━━━━━ Exercise data
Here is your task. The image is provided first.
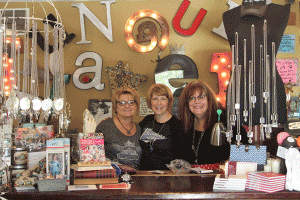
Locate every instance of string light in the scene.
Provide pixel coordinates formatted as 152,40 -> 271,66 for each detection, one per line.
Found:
125,9 -> 169,53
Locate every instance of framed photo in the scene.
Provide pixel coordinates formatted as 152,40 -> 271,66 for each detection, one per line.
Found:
46,152 -> 64,178
88,99 -> 112,125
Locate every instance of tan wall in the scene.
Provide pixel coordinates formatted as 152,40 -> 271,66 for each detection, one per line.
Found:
1,0 -> 297,132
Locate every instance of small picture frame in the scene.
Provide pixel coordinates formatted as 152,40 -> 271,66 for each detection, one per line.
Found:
47,152 -> 64,178
88,99 -> 112,125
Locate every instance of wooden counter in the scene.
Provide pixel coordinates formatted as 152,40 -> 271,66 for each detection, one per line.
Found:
2,171 -> 300,200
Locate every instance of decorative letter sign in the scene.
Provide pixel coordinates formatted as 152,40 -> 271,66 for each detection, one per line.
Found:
210,52 -> 232,107
125,9 -> 169,53
173,0 -> 207,36
73,52 -> 105,90
72,0 -> 115,44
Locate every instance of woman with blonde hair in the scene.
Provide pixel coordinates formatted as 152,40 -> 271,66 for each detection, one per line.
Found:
95,87 -> 142,169
139,83 -> 185,170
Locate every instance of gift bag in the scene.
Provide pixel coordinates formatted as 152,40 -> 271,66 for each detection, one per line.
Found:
230,145 -> 267,165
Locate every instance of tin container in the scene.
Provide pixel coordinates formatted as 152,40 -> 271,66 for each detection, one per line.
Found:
11,146 -> 27,165
11,164 -> 27,182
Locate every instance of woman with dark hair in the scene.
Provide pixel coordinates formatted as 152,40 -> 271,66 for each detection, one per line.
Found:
95,87 -> 142,169
139,83 -> 185,170
178,80 -> 238,169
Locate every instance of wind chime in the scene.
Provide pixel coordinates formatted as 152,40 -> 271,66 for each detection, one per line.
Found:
0,1 -> 69,135
226,20 -> 279,146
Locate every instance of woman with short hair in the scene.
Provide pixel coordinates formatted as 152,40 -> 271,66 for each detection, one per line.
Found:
95,87 -> 142,169
139,83 -> 185,170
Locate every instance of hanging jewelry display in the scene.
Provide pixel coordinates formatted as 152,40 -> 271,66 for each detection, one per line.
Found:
226,20 -> 280,145
0,1 -> 67,124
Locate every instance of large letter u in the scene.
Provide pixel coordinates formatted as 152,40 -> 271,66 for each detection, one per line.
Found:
173,0 -> 207,36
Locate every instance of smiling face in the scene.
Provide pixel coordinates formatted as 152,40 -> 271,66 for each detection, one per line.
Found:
188,90 -> 208,120
116,94 -> 137,118
151,94 -> 169,117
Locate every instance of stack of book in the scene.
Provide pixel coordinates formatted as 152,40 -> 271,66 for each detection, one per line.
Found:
213,174 -> 248,191
246,172 -> 286,193
71,161 -> 119,185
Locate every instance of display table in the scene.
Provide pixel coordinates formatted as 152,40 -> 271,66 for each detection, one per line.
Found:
2,171 -> 300,200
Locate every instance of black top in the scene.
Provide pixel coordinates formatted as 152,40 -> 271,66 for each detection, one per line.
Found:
184,125 -> 249,165
139,115 -> 186,170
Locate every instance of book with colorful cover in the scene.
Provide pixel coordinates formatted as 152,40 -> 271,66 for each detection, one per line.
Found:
71,164 -> 113,172
74,168 -> 117,179
73,177 -> 119,185
78,133 -> 106,163
99,183 -> 131,189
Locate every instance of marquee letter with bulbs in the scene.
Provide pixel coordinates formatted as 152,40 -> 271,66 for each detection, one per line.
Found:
210,52 -> 232,107
124,9 -> 169,53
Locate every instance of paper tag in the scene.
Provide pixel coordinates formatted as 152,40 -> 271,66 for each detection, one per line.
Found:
288,121 -> 300,130
276,146 -> 288,159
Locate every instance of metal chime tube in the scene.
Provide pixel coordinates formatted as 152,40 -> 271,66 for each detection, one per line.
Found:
243,39 -> 248,122
272,42 -> 278,125
263,20 -> 268,105
230,44 -> 236,127
251,24 -> 256,108
236,65 -> 241,145
259,45 -> 264,125
248,60 -> 253,143
266,55 -> 271,125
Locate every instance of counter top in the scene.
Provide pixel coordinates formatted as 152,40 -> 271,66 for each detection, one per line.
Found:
2,171 -> 300,200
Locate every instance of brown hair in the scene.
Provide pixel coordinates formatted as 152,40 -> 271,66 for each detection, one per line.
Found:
112,87 -> 140,113
146,83 -> 173,113
178,80 -> 219,133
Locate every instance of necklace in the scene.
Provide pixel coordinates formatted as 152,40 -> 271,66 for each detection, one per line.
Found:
192,128 -> 205,164
117,117 -> 134,135
152,119 -> 166,134
149,119 -> 166,151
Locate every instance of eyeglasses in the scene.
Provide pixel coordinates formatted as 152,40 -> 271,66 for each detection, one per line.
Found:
117,100 -> 136,106
189,95 -> 207,102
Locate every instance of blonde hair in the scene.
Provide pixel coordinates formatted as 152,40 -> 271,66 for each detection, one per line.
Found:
146,83 -> 173,113
111,87 -> 140,113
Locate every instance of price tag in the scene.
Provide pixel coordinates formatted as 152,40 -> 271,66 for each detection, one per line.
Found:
276,146 -> 288,159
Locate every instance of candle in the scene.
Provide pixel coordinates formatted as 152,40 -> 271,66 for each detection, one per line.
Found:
264,165 -> 272,172
271,158 -> 281,174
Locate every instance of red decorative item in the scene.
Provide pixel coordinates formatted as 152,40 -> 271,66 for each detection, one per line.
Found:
82,76 -> 91,83
210,52 -> 232,107
173,0 -> 207,36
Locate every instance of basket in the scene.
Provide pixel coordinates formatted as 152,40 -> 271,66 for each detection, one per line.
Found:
38,178 -> 67,192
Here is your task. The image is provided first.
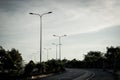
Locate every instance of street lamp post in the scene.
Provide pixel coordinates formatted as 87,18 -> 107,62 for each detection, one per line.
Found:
52,43 -> 58,60
44,48 -> 51,60
29,11 -> 52,63
53,35 -> 66,60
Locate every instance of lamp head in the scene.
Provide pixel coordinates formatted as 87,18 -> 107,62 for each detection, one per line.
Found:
29,13 -> 33,15
64,35 -> 67,36
53,35 -> 56,36
48,11 -> 52,14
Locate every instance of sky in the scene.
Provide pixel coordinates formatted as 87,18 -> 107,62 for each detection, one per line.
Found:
0,0 -> 120,62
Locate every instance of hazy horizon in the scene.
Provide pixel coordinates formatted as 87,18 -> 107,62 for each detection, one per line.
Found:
0,0 -> 120,62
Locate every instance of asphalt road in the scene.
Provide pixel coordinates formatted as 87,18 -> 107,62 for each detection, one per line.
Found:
33,68 -> 120,80
38,68 -> 92,80
88,69 -> 120,80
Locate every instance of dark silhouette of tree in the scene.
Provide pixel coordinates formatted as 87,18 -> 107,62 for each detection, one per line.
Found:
35,59 -> 65,74
0,46 -> 15,71
105,46 -> 120,72
0,46 -> 8,72
84,51 -> 102,62
8,48 -> 23,71
65,46 -> 120,69
46,59 -> 62,73
36,62 -> 47,74
0,46 -> 23,80
83,51 -> 103,68
65,51 -> 104,68
24,60 -> 35,76
65,59 -> 83,68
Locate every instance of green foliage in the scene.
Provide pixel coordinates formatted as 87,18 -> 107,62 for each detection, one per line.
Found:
46,59 -> 65,73
36,62 -> 47,73
105,46 -> 120,69
8,48 -> 23,70
84,51 -> 103,62
0,46 -> 23,79
0,46 -> 23,71
0,46 -> 65,79
34,59 -> 65,74
65,46 -> 120,69
24,60 -> 35,76
1,45 -> 120,79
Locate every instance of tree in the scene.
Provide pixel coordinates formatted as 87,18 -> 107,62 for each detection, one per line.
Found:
24,60 -> 35,76
0,46 -> 8,71
83,51 -> 103,68
0,46 -> 23,73
36,62 -> 47,74
84,51 -> 102,62
8,48 -> 23,71
105,46 -> 120,71
35,59 -> 65,74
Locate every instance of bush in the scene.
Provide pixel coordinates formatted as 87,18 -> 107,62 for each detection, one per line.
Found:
24,60 -> 35,77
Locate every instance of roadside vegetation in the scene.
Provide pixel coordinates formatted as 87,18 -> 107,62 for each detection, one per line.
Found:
0,46 -> 120,80
0,46 -> 23,80
64,46 -> 120,73
0,46 -> 65,80
24,59 -> 65,78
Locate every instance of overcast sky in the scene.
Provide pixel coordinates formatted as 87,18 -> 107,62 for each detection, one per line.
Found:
0,0 -> 120,62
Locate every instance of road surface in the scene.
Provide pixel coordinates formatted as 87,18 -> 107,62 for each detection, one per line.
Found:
88,69 -> 120,80
34,68 -> 92,80
32,68 -> 119,80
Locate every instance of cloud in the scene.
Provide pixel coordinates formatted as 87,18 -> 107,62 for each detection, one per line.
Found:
0,0 -> 24,12
62,25 -> 120,59
0,0 -> 120,62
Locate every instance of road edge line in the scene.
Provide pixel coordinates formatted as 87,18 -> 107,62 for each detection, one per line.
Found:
86,72 -> 95,80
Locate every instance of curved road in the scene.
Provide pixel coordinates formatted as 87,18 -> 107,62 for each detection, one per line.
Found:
33,68 -> 118,80
88,69 -> 119,80
37,68 -> 92,80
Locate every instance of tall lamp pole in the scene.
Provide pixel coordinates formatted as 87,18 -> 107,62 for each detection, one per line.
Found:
29,11 -> 52,63
53,35 -> 66,60
52,43 -> 58,60
44,48 -> 51,61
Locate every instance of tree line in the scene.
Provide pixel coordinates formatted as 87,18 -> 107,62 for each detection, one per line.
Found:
24,59 -> 65,77
0,46 -> 23,79
64,46 -> 120,72
0,46 -> 120,79
0,46 -> 65,80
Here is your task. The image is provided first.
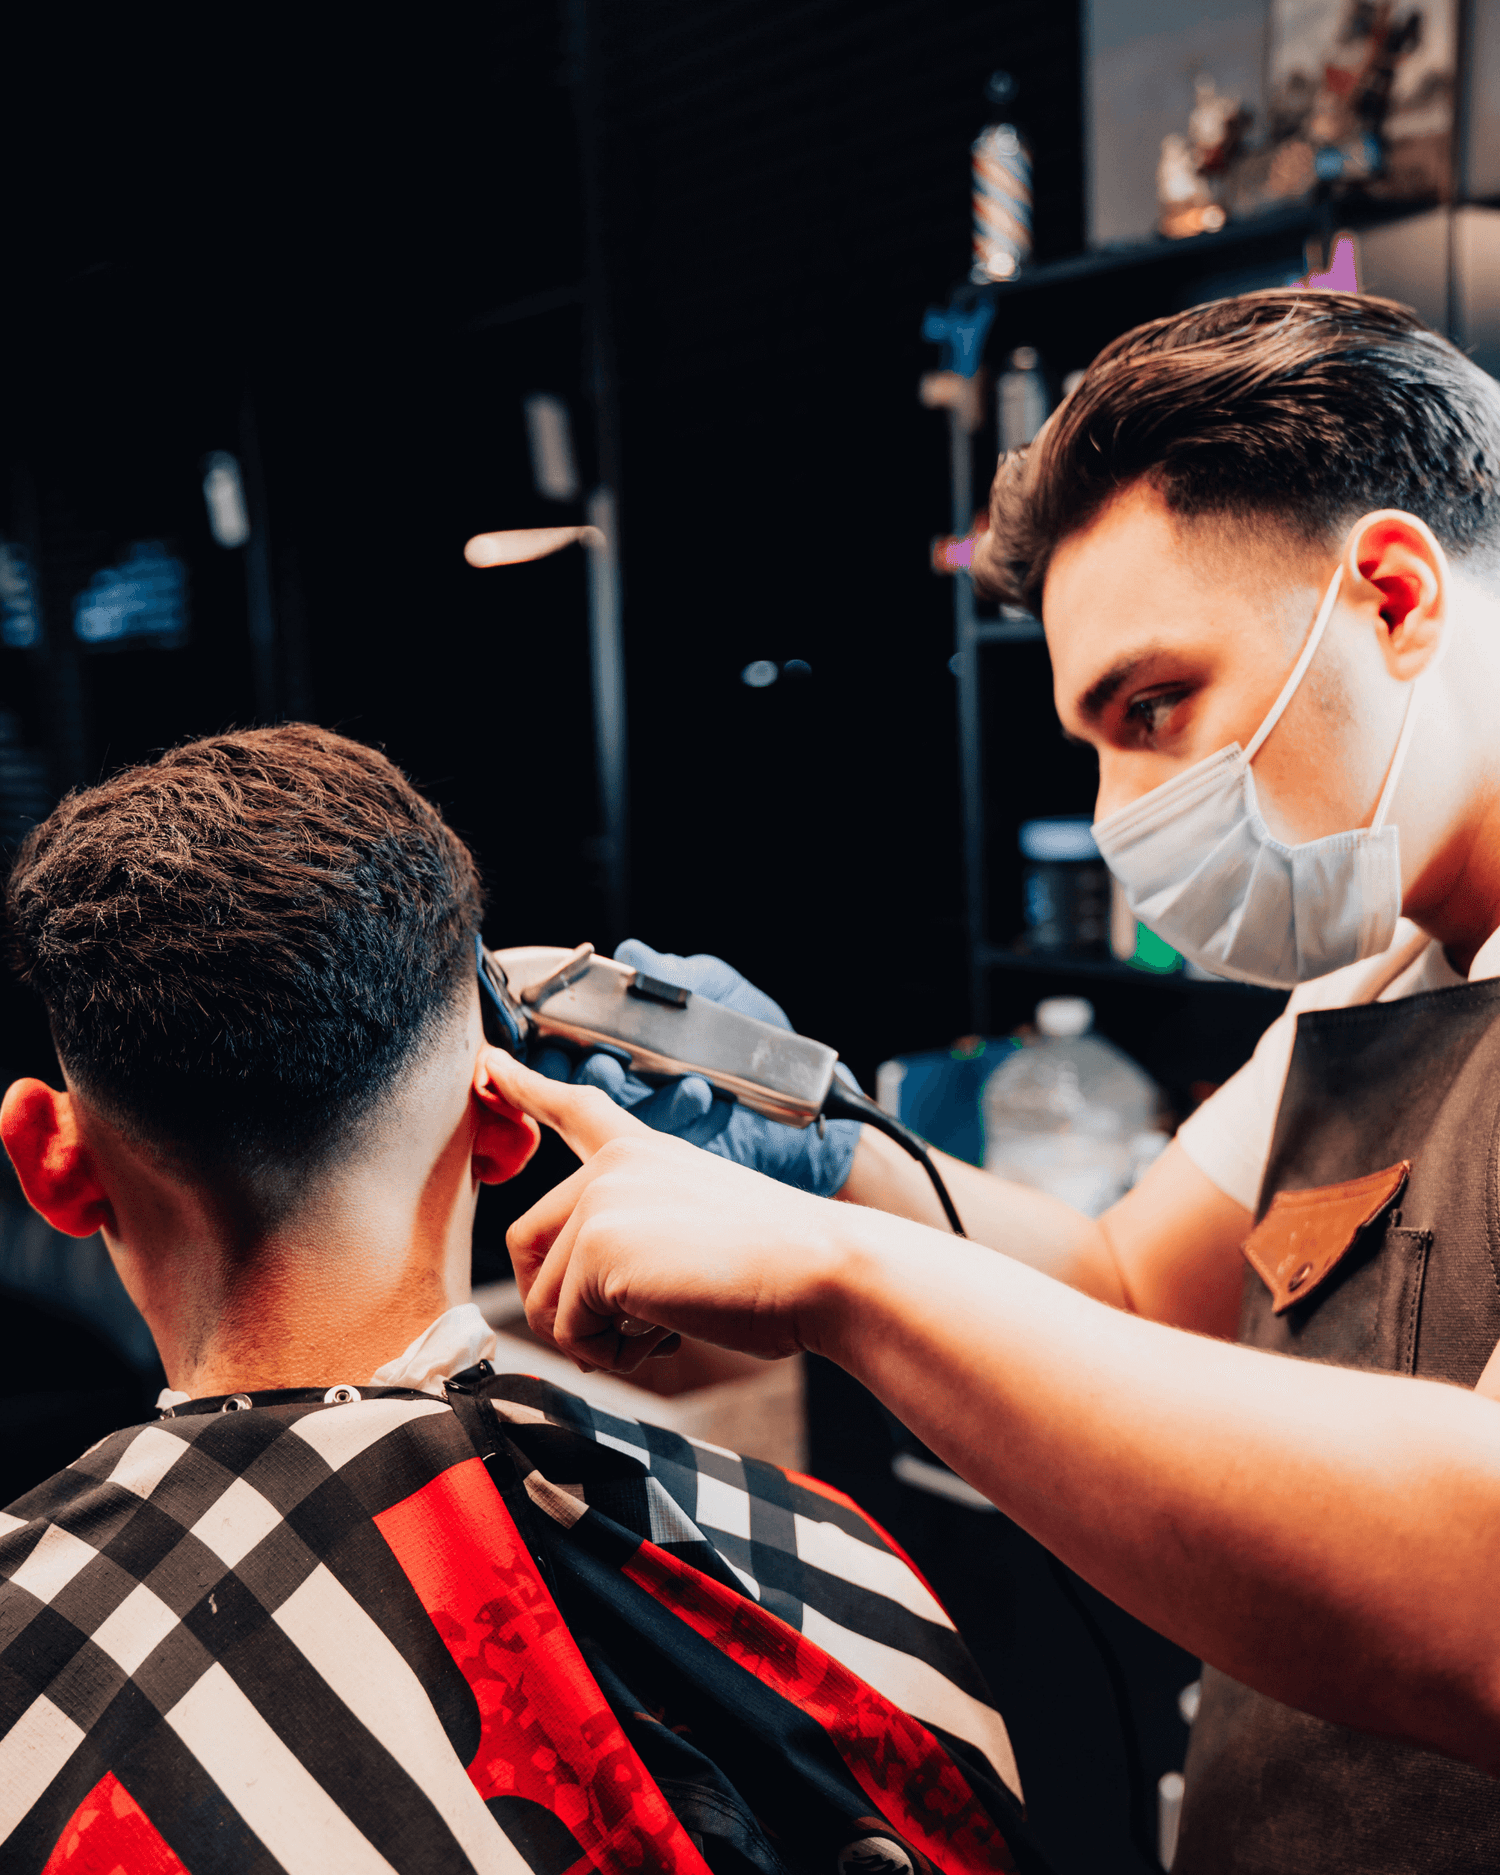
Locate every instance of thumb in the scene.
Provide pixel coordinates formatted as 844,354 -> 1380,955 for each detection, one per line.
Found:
476,1046 -> 652,1159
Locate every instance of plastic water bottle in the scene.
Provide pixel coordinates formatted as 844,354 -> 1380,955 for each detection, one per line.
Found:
982,998 -> 1160,1216
997,347 -> 1051,454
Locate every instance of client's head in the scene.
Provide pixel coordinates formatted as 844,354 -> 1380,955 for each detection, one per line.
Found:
9,722 -> 486,1186
1,724 -> 538,1390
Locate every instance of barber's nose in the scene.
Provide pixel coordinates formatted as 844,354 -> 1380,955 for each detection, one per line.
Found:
1095,753 -> 1177,824
1093,759 -> 1131,824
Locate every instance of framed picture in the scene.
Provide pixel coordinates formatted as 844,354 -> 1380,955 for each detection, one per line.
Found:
1086,0 -> 1459,247
1254,0 -> 1457,204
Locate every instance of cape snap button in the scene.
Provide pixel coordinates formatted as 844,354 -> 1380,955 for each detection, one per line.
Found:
323,1385 -> 362,1405
219,1394 -> 253,1412
1286,1262 -> 1314,1294
837,1840 -> 914,1874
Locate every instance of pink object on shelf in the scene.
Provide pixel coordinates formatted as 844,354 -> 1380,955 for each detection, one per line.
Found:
1300,234 -> 1359,293
932,534 -> 976,573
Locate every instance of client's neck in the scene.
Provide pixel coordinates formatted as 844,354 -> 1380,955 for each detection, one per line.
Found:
105,1123 -> 479,1400
141,1236 -> 469,1399
53,1001 -> 524,1400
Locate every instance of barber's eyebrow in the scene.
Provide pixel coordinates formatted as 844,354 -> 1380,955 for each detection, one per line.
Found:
1076,646 -> 1171,724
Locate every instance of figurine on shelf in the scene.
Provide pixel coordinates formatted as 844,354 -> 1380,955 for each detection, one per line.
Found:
1188,74 -> 1250,178
1157,74 -> 1247,238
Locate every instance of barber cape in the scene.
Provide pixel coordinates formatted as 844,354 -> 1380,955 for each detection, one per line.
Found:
0,1364 -> 1040,1875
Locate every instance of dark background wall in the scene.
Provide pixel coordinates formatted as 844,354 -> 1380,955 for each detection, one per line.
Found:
0,0 -> 1117,1281
0,14 -> 1209,1869
595,0 -> 1087,1054
1,0 -> 1088,1098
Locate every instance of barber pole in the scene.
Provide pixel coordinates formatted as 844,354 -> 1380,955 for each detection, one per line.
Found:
970,120 -> 1031,283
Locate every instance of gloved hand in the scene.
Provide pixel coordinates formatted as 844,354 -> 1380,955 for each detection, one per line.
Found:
532,939 -> 862,1197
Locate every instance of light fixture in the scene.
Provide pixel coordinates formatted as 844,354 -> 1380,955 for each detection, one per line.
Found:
523,395 -> 581,502
201,453 -> 251,549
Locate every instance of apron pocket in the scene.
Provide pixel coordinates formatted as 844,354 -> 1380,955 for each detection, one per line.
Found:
1241,1220 -> 1431,1373
1243,1161 -> 1409,1314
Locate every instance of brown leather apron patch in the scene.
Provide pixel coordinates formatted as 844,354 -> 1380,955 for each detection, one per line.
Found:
1243,1160 -> 1410,1315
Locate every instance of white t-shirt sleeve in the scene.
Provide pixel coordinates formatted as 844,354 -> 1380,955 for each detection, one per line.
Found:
1175,1007 -> 1299,1213
1174,921 -> 1439,1214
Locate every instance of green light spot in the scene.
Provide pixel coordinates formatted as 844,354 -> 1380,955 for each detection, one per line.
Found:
1130,922 -> 1181,975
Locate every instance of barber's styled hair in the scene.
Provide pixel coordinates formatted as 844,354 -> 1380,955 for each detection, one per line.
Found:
976,290 -> 1500,611
6,724 -> 485,1180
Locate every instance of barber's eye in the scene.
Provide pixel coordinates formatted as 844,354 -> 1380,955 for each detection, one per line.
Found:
1125,689 -> 1187,738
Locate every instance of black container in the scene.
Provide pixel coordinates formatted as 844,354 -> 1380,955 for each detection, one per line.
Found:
1020,816 -> 1110,954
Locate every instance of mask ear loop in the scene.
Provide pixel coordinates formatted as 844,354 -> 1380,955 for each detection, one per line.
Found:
1372,549 -> 1452,829
1370,668 -> 1424,831
1243,564 -> 1344,763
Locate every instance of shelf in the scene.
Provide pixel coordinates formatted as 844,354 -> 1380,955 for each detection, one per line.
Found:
949,194 -> 1460,307
973,616 -> 1042,644
975,943 -> 1286,1001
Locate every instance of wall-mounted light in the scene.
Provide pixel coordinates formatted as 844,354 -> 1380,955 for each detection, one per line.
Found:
74,543 -> 188,647
201,452 -> 251,549
523,395 -> 581,502
0,543 -> 42,649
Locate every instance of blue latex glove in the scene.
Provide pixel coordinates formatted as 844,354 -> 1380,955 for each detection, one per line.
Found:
532,939 -> 862,1197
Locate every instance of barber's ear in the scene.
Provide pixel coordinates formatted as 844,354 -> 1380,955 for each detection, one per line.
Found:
470,1056 -> 542,1185
1344,510 -> 1448,681
0,1080 -> 115,1238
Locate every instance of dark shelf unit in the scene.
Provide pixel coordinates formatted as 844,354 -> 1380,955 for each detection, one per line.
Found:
961,193 -> 1454,305
977,944 -> 1281,997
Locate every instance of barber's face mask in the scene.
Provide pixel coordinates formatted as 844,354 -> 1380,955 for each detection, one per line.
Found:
1091,564 -> 1424,989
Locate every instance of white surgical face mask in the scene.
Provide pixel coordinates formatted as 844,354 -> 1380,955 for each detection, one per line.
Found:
1091,563 -> 1424,989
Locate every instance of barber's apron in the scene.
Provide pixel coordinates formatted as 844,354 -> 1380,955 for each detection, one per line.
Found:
1174,976 -> 1500,1874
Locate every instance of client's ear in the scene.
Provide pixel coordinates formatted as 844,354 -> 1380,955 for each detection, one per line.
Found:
470,1056 -> 542,1185
0,1080 -> 116,1237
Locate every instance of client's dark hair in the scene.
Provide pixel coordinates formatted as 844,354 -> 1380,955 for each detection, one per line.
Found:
976,290 -> 1500,612
6,724 -> 485,1180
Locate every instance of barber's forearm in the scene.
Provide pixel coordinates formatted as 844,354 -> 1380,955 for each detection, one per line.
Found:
836,1126 -> 1129,1306
812,1211 -> 1500,1771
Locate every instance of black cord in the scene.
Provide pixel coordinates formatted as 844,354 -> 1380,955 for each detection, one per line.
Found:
1041,1552 -> 1161,1873
821,1081 -> 967,1236
832,1075 -> 1159,1866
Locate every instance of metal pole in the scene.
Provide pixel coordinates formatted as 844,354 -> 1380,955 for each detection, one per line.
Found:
568,0 -> 629,943
239,392 -> 278,723
949,409 -> 989,1033
585,487 -> 628,940
13,465 -> 87,795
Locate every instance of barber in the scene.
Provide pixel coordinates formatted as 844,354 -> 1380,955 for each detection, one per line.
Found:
478,291 -> 1500,1874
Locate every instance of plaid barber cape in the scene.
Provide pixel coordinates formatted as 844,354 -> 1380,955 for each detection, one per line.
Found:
━━━━━━━━━━
▸ Task directions
Please output only the lines from the one holding "Locate every instance of black cord" to the end of the records, first and last included, exactly as they appear.

▸ Response to this task
Locate every instance of black cord in the scene.
Provide pixel coordinates formatted as 844,354 -> 1380,955 for each detection, one per line.
Found:
1041,1552 -> 1161,1873
821,1081 -> 967,1236
832,1075 -> 1159,1866
Locate every instance of metal pole in the scene.
Provide pixel coordinates formatted as 844,354 -> 1380,955 for each detection, one per line.
Found:
568,0 -> 629,943
239,392 -> 278,723
949,409 -> 989,1033
585,487 -> 628,940
13,465 -> 87,795
Locate every instance of barber in the scene.
Provide pixel coordinates formatted as 844,354 -> 1380,955 for each detection, one per line.
Found:
478,291 -> 1500,1874
Locate every instance of plaid barber cape in the scene.
Provide pixel coordinates formatted as 844,354 -> 1380,955 for each detection, one per line.
Found:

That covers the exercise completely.